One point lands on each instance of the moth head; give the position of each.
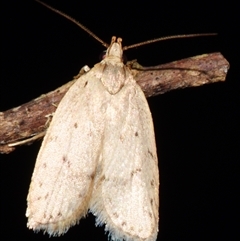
(115, 48)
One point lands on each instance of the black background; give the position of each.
(196, 129)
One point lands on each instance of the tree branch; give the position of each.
(28, 122)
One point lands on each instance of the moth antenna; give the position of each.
(167, 38)
(74, 21)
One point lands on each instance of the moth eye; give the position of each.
(103, 55)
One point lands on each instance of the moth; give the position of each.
(99, 155)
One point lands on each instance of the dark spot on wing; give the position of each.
(64, 158)
(69, 164)
(124, 224)
(149, 152)
(91, 176)
(136, 171)
(102, 178)
(21, 122)
(46, 196)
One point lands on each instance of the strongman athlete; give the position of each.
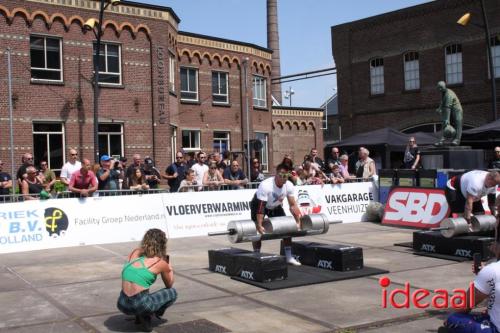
(464, 192)
(268, 201)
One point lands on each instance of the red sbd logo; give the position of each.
(416, 207)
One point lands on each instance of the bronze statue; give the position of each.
(450, 106)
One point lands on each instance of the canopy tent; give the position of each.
(384, 141)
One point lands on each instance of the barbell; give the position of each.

• [Task objective]:
Your answer must be the lines from the one containing "One point lands on each instance of the black" through the last line of the records, copied exactly, with no pictures.

• [Solution for this exercise]:
One point lands on each instance of the black background; give the position of each.
(196, 129)
One point lands on each instance of the tree branch; give the position of each.
(28, 122)
One point lands on each instance of the moth antenna; give the position of each.
(167, 38)
(74, 21)
One point lands on each instance of the moth eye; give the position of each.
(103, 55)
One point lands on each instance of the moth; give the position of each.
(99, 155)
One point lands on each instance of the dark spot on wing; give the position of each.
(64, 158)
(69, 164)
(124, 224)
(149, 152)
(91, 176)
(136, 171)
(102, 178)
(21, 122)
(46, 196)
One point lands on each instance of the strongman athlete; give the position of each.
(464, 192)
(268, 201)
One point lands on each instance of the red sbd logo; give the position of each.
(416, 207)
One point lands on each instance of the bronze statue; give the position of each.
(450, 106)
One point lands on each instance of the canopy tent; give the position of each.
(384, 141)
One point lands on each instance of the barbell; give the position of each.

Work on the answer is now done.